Rewrite all the records below with every "drop a point" switched to "place a marker", keeping everything else the same.

### SUPPLIED RECORDS

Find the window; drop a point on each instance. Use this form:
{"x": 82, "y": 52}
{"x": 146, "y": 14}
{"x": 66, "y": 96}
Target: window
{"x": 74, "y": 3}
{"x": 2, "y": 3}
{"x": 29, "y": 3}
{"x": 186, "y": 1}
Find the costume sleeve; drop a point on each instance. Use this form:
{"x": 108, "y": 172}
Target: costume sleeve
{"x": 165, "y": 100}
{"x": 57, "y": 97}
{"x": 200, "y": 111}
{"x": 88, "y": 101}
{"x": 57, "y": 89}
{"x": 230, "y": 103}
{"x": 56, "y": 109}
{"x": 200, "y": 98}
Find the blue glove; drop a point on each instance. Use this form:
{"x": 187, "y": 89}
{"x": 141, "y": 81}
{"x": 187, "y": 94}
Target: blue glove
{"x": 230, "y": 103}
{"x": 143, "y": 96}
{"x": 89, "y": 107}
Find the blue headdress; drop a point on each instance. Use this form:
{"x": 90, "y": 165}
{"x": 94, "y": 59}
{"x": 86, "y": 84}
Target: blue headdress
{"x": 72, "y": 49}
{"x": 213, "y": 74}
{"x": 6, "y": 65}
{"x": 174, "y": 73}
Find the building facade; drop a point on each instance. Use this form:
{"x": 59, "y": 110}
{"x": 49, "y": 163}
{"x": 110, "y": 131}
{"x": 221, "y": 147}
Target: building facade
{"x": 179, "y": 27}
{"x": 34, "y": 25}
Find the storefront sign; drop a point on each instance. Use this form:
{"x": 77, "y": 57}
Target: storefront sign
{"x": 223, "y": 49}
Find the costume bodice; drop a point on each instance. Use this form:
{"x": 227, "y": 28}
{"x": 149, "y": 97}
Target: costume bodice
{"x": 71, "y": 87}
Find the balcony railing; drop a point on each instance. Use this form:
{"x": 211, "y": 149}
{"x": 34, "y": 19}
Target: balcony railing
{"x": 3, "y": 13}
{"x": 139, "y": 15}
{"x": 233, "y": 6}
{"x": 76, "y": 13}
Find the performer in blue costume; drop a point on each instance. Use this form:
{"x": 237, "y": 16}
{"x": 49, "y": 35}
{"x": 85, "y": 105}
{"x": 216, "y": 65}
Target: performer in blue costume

######

▸ **SOLUTION TO THIS PROBLEM**:
Find the window; place a marker on each instance. Use this form:
{"x": 82, "y": 52}
{"x": 146, "y": 14}
{"x": 66, "y": 96}
Target: window
{"x": 74, "y": 3}
{"x": 2, "y": 3}
{"x": 29, "y": 3}
{"x": 186, "y": 1}
Find the costume sleeve; place a marker on each instance. Use this form:
{"x": 108, "y": 172}
Target: costume sleeve
{"x": 165, "y": 100}
{"x": 57, "y": 97}
{"x": 200, "y": 111}
{"x": 88, "y": 101}
{"x": 57, "y": 89}
{"x": 230, "y": 103}
{"x": 56, "y": 109}
{"x": 200, "y": 98}
Find the blue glove; place a marker on each instance. Use this form:
{"x": 187, "y": 89}
{"x": 141, "y": 81}
{"x": 187, "y": 94}
Target: blue glove
{"x": 230, "y": 103}
{"x": 143, "y": 96}
{"x": 89, "y": 107}
Find the blue headdress; place a marker on each instance. Use this form:
{"x": 90, "y": 165}
{"x": 94, "y": 59}
{"x": 86, "y": 84}
Target: blue headdress
{"x": 72, "y": 49}
{"x": 213, "y": 74}
{"x": 6, "y": 65}
{"x": 174, "y": 73}
Find the building facade; place a marker on each instance. Use this form:
{"x": 59, "y": 110}
{"x": 49, "y": 163}
{"x": 110, "y": 131}
{"x": 221, "y": 147}
Target: building facade
{"x": 179, "y": 27}
{"x": 34, "y": 25}
Find the storefront sign; place a marker on each instance. Use this form:
{"x": 77, "y": 57}
Target: storefront sign
{"x": 223, "y": 49}
Find the costume bodice; place a marker on each instance. Use this form:
{"x": 227, "y": 28}
{"x": 149, "y": 97}
Target: costume bodice
{"x": 71, "y": 87}
Find the balcony railing; place a marker on each instance. Use this form:
{"x": 211, "y": 149}
{"x": 34, "y": 19}
Target: balcony railing
{"x": 3, "y": 13}
{"x": 139, "y": 15}
{"x": 233, "y": 6}
{"x": 76, "y": 13}
Find the performer in blue costume; place a marker on each instance. Use this form:
{"x": 237, "y": 16}
{"x": 49, "y": 35}
{"x": 85, "y": 105}
{"x": 216, "y": 65}
Target: performer in blue costume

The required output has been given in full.